(Beginning of Exercise data)
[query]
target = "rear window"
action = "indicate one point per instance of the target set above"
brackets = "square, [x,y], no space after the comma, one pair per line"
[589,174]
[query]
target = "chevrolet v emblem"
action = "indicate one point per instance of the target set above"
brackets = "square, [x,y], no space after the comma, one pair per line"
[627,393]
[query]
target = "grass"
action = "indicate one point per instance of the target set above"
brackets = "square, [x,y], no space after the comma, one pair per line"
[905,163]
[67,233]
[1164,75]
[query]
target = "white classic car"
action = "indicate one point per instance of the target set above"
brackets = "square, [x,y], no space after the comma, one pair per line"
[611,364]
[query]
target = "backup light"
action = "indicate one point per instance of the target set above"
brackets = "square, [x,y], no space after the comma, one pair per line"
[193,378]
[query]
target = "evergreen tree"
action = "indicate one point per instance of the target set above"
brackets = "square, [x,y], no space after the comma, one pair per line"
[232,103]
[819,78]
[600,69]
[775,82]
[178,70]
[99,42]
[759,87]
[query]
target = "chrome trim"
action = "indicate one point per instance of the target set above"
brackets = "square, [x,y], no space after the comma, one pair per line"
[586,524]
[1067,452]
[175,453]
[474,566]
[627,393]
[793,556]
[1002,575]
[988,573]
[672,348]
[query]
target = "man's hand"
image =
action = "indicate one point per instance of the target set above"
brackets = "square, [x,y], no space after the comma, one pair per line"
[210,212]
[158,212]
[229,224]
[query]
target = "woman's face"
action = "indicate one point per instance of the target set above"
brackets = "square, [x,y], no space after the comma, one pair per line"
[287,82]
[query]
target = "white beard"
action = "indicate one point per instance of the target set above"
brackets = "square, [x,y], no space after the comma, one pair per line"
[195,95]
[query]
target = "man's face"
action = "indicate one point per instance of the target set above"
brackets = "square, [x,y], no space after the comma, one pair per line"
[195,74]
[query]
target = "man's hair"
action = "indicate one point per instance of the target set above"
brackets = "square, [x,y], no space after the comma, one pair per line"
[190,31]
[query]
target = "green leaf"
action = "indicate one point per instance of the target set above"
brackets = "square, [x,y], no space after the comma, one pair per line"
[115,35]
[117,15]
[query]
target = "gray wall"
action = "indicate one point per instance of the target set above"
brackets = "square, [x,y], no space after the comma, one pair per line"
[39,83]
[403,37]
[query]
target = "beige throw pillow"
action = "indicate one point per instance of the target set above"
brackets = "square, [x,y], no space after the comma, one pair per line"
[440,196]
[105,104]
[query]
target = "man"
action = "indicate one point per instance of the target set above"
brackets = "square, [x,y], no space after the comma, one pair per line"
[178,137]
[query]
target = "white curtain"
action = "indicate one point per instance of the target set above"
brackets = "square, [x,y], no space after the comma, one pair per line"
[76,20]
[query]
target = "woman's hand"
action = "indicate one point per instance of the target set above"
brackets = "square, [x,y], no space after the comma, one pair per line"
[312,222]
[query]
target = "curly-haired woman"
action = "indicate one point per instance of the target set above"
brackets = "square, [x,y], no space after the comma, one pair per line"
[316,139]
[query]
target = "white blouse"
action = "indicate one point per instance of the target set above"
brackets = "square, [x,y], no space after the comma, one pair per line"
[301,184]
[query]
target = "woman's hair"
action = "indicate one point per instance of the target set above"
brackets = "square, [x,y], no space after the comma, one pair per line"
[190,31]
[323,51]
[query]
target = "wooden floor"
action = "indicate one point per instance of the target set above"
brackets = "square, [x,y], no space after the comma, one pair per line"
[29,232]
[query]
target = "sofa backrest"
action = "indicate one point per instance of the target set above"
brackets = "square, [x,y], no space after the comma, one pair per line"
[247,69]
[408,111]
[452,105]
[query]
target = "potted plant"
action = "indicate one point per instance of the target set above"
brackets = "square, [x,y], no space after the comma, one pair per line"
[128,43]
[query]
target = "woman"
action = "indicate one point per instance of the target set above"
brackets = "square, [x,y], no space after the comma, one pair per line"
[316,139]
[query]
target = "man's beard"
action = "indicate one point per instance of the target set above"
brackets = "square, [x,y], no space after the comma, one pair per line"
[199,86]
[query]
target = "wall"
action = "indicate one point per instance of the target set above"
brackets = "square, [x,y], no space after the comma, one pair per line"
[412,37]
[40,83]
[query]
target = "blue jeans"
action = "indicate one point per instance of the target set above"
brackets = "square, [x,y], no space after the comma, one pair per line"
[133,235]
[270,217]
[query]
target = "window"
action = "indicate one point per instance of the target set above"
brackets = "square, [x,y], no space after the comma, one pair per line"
(End of Exercise data)
**Exercise brief:** Could you write out all of the entries precisely as they stand?

**Answer space:**
[query]
target = "rear window"
action = "indicate one point per instance of the target set above"
brackets = "square, [x,y], no space after the comma, one pair per line"
[589,174]
[query]
target = "chevrolet v emblem"
action = "indicate one point per instance of the target set above"
brackets = "square, [x,y], no space after the comma, one pair per line"
[627,393]
[query]
target = "grass"
action = "indicate one point per instance of the target set above"
brackets = "square, [x,y], no space after the comma, one pair per line"
[905,163]
[67,233]
[1164,75]
[query]
target = "white classic car"
action = "indicate one point per instance of the target set above"
brackets = "square, [x,y], no space after the comma, one pair per line"
[611,364]
[query]
target = "backup light"
action = "indicate one point per instance of the target set above"
brackets = "square, [x,y], no space after the comma, one pair per line"
[193,378]
[query]
target = "evergreen tree"
action = "indicate one point per instance of the target set above"
brackets = "square, [x,y], no space after the comma, one pair per line"
[232,103]
[819,78]
[600,69]
[775,82]
[178,70]
[99,42]
[759,87]
[query]
target = "chrome trim"
action = "indicate one point per instance of the target set above"
brackets = "square, [x,y], no space after the comma, one pair per line"
[586,524]
[1067,452]
[175,453]
[474,566]
[627,393]
[793,556]
[1002,575]
[988,573]
[672,348]
[query]
target = "man's hand"
image =
action = "indicate one point per instance of the target set above"
brackets = "square, [x,y], no space after the comma, one pair per line"
[210,212]
[158,212]
[229,224]
[query]
target = "woman's face"
action = "indicate one point per instance of the target set above"
brackets = "square, [x,y], no space after the comma, one pair per line"
[287,82]
[query]
target = "white beard"
action = "indicate one point per instance of the target set above"
brackets = "square, [x,y], no space after the comma, one pair per line"
[195,95]
[query]
target = "man's face"
action = "indicate one point per instance of the target set above"
brackets = "square, [x,y], no space after the comma, one pair per line"
[195,74]
[query]
target = "man's hair"
action = "indicate one point per instance of the target set above"
brackets = "square, [x,y], no space after the comma, one pair per line"
[190,31]
[query]
target = "green leaf"
action = "indicate one point per instance of the target set above"
brackets = "square, [x,y], no space after the comma, one pair per line"
[115,35]
[117,15]
[query]
target = "gray wall"
action = "indicate one point per instance of the target set above"
brackets = "square, [x,y], no space after the comma, one pair per line"
[39,83]
[403,37]
[query]
target = "beige throw pillow"
action = "indicate one point per instance of the target set above"
brackets = "square, [x,y], no space after the comma, one pair per line"
[440,196]
[105,104]
[query]
target = "man"
action = "indicate one point per instance of the target set above"
brackets = "square, [x,y], no space after the comma, one pair per line"
[178,137]
[query]
target = "white curtain"
action = "indicate one point per instance of the target set above"
brackets = "square, [x,y], no space after the comma, one pair per line"
[76,20]
[query]
target = "woman's hand"
action = "indicate one point per instance of the target set above"
brackets = "square, [x,y], no space after the comma, one pair per line"
[312,222]
[query]
target = "curly-haired woman"
action = "indicate one point per instance of the target set above"
brackets = "square, [x,y], no space after the comma, one pair per line"
[316,139]
[query]
target = "white blouse"
action = "indicate one point per instance of the target set above"
brackets = "square, [x,y], no space after the comma, one pair per line"
[301,184]
[query]
target = "woman's hair"
action = "indicate one point per instance of the target set above"
brackets = "square, [x,y], no space after the comma, one pair per line"
[190,31]
[323,51]
[query]
target = "wooden floor"
action = "indicate one point per instance of the target set above"
brackets = "square, [x,y], no space after the comma, one pair per line"
[29,232]
[query]
target = "sofa backrest"
action = "indicate one point per instance of the target set above"
brackets = "square, [x,y], no space after the comma, one pair per line"
[247,69]
[408,111]
[452,105]
[query]
target = "potted plant"
action = "indicate one point per instance of the target set above"
brackets = "square, [x,y], no space after the comma, one pair per line"
[128,43]
[query]
target = "woman"
action = "indicate one point per instance of the target set above"
brackets = "square, [x,y], no space after the comma, one pair per line"
[316,139]
[query]
target = "man's beard"
action = "indicate one point per instance of the target set above"
brackets = "square, [x,y], no space after the comma, one pair per line"
[199,86]
[query]
target = "wall"
action = "indicate one point per instance of the target set above"
brackets = "square, [x,y], no space after the comma, one pair per line"
[412,37]
[40,83]
[query]
target = "blue jeans"
action = "indicate one point per instance of the target set above"
brackets = "square, [x,y], no space after the comma, one pair per line"
[133,235]
[270,217]
[query]
target = "window"
action = "indicate one point per instance of the target set above"
brackets = "square, [x,y], no space after the comma, one pair per line"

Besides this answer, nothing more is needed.